### [What to produce]
Update the items below so that every "stainless steel" becomes "black", with everything else left as it is. Omit the pictures from your answer.

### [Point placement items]
- - -
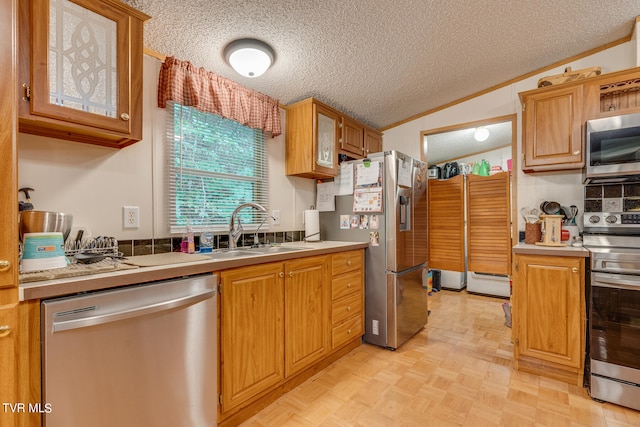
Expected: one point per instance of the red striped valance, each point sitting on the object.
(182, 82)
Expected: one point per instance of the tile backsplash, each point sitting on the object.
(220, 241)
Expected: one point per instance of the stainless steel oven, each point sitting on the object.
(614, 318)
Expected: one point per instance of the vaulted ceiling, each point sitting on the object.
(382, 61)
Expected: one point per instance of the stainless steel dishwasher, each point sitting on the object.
(142, 355)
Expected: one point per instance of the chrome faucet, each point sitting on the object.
(236, 232)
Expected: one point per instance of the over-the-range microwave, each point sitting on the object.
(613, 149)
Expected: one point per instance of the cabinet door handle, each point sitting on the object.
(4, 330)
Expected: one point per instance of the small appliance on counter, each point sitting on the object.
(42, 251)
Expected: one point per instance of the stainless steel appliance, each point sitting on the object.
(614, 318)
(613, 148)
(612, 208)
(396, 276)
(136, 356)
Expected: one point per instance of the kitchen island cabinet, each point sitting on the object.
(92, 93)
(548, 314)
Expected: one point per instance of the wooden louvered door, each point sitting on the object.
(446, 223)
(489, 223)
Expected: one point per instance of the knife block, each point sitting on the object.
(551, 228)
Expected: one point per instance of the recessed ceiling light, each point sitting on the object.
- - -
### [Worked solution]
Expected: one point per instance of the red striped valance, each point sitting on the object.
(182, 82)
Expected: one point per instance of the tile backsplash, each point sitting on the object.
(220, 241)
Expected: one point per instance of the black oven, each point sitting on the object.
(614, 318)
Expected: one point per instance of the vaulted ceiling, each point sitting on the object.
(382, 61)
Expected: one point per instance of the black dishwasher, each point sitting on the object.
(142, 355)
Expected: one point per instance of the chrome faucet, each point sitting on the object.
(236, 232)
Expected: one point per instance of the over-the-range microwave, each point sitting on the object.
(613, 149)
Expected: one point per instance of the cabinet door handle, each point sitting on the object.
(4, 330)
Expected: one point per instance of the small appliance on counter, each point sitting on the object.
(42, 251)
Expected: one point per instance of the black appliance, each point sitting on the object.
(614, 318)
(613, 148)
(612, 208)
(396, 276)
(136, 356)
Expected: one point per instance of the kitchen island cabinet, each point sitting on the object.
(92, 93)
(548, 314)
Expected: one point per instance of the wooden louvered door, each point sitting on the object.
(446, 223)
(489, 223)
Expected: one point per instance of the knife block, each point sitting on the object.
(551, 228)
Expected: one point per instance of the recessed ceiling light, each point sitting on the object.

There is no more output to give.